#  Simulation Framework
## Idea is to estimate different levels of idle times at different levels of preemption

In [1]:
import os

import pandas as pd
import matplotlib.pyplot as plt
import numpy as np
from datetime import datetime, timedelta

## Average Performance Numbers from Profiling

In [2]:
BASE_DIR=os.path.join('checkpointing_baseline', 'async-checkpointing', 'run-86')

performance_stats = {}

### Reconfig Times

In [3]:
reconfig = pd.read_csv(os.path.join(BASE_DIR, 'reconfig.csv'), names=['ws', 'start', 'end', 'elapsed'])
reconfig = reconfig.drop([0])

In [4]:
mean_reconfig_time = reconfig['elapsed'].mean()
performance_stats['reconfiguration'] = mean_reconfig_time

### Iteration Times

In [5]:
loop_times = pd.read_csv(os.path.join(BASE_DIR, 'loop_times_0.csv'), names=['ws', 'step', 'loop start', 'loop end', 'train time', 'start chkpt thread', 'total loop time'])

In [6]:
ws_iter_times = {}
for ws in loop_times.ws.unique():
    filtered_df = loop_times[loop_times['ws'] == ws]
    ws_iter_times[ws] = filtered_df['train time'].mean()

In [7]:
performance_stats['iter_times'] = ws_iter_times

### Save Checkpoint

In [8]:
chkpt_times = pd.read_csv(os.path.join(BASE_DIR, 'async-checkpoint_0.csv'), names=['elapsed'])

Items listed in a dataset
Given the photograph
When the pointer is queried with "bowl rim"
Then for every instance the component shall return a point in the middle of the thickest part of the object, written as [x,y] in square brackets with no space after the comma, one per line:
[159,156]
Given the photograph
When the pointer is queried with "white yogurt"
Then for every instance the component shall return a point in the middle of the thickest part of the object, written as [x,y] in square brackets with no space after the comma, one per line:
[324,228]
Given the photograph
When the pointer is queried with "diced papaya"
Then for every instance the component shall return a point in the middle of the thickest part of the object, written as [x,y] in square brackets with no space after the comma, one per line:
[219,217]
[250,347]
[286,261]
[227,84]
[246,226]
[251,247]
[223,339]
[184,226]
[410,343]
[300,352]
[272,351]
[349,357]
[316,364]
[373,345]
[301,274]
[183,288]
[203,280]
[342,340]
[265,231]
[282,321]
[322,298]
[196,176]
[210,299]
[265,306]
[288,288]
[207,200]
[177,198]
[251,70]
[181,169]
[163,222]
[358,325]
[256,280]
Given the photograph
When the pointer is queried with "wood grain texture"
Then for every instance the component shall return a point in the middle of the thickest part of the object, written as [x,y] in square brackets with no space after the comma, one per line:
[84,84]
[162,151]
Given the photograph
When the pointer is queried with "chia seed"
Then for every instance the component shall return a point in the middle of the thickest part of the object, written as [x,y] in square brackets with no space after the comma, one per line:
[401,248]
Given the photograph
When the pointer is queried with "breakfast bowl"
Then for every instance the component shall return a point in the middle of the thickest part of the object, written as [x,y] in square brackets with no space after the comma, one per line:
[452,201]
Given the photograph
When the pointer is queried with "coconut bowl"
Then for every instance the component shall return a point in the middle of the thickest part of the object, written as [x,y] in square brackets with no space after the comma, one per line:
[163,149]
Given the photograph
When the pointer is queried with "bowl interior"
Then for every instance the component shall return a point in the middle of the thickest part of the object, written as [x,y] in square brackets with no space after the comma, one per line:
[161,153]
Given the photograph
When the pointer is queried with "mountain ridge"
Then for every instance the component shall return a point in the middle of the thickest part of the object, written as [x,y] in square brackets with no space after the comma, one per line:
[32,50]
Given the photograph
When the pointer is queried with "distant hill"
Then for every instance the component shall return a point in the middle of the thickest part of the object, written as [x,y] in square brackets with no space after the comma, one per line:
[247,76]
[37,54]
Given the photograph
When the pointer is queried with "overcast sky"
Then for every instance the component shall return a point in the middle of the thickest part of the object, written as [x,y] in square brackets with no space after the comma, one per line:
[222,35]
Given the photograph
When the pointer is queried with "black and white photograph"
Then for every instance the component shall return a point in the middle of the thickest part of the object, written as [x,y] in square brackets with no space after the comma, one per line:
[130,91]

**COMPLETE THE FOLLOWING**:
(a) Decide whether each statement agrees with the simulation notebook, answering yes or no and quoting the words of the notebook that settle it: (i) the reconfiguration data is loaded from a file named reconfig.csv; (ii) the per-ws iteration time is the mean of the 'total loop time' column; (iii) the base directory points to run-86.
(b) Answer these questions from the simulation notebook.
(i) From which file are the checkpoint save times read?
(ii) Which row label is dropped from the reconfiguration data?
(iii) Under what key is the mean reconfiguration time stored in performance_stats?
(c) Extend the simulation notebook, picking up after its last line.
These items have no connection to the simulation notebook.

**OUTPUTS FOR THE TASKS**:
(a)
(i) Yes: "reconfig.csv"
(ii) No: "ws_iter_times[ws] = filtered_df['train time'].mean()"
(iii) Yes: "os.path.join('checkpointing_baseline', 'async-checkpointing', 'run-86')"

(b)
(i) async-checkpoint_0.csv
(ii) 0
(iii) 'reconfiguration'

(c)
In [9]:
mean_chkpt_time = chkpt_times['elapsed'].mean()
performance_stats['checkpoint'] = mean_chkpt_time

### Load Times

In [10]:
load_times = pd.read_csv(os.path.join(BASE_DIR, 'load_times_0.csv'), names=['ws', 'step', 'elapsed'])

In [11]:
mean_load_times = load_times['elapsed'].mean()
performance_stats['load checkpoint'] = mean_load_times

In [12]:
performance_stats

{'reconfiguration': 87.87109575271606,
 'iter_times': {16: 17.994171783779606,
  32: 11.380824764730477,
  48: 9.318327348709106,
  64: 8.282614257155346},
 'checkpoint': 88.99610565625704,
 'load checkpoint': 46.83130866289139}

## Global Functions + Importing Base Data

In [13]:
def ts_to_dt(ts, format="%Y-%m-%dT%H:%M:%SZ"):
    return datetime.strptime(ts, format)

In [14]:
real_node_trace_file = 'full-64-node-trace.csv'
real_terminate_trace_file = 'full-64-terminate-trace.csv'

In [15]:
node_trace = pd.read_csv(real_node_trace_file)
node_trace['dt'] = node_trace['timestamp'].apply(lambda x : ts_to_dt(x))
terminate_trace = pd.read_csv(real_terminate_trace_file)
terminate_trace['dt'] = terminate_trace['timestamp'].apply(lambda x: ts_to_dt(x))

## Analyzing Mean Time To Preemption (MTTP)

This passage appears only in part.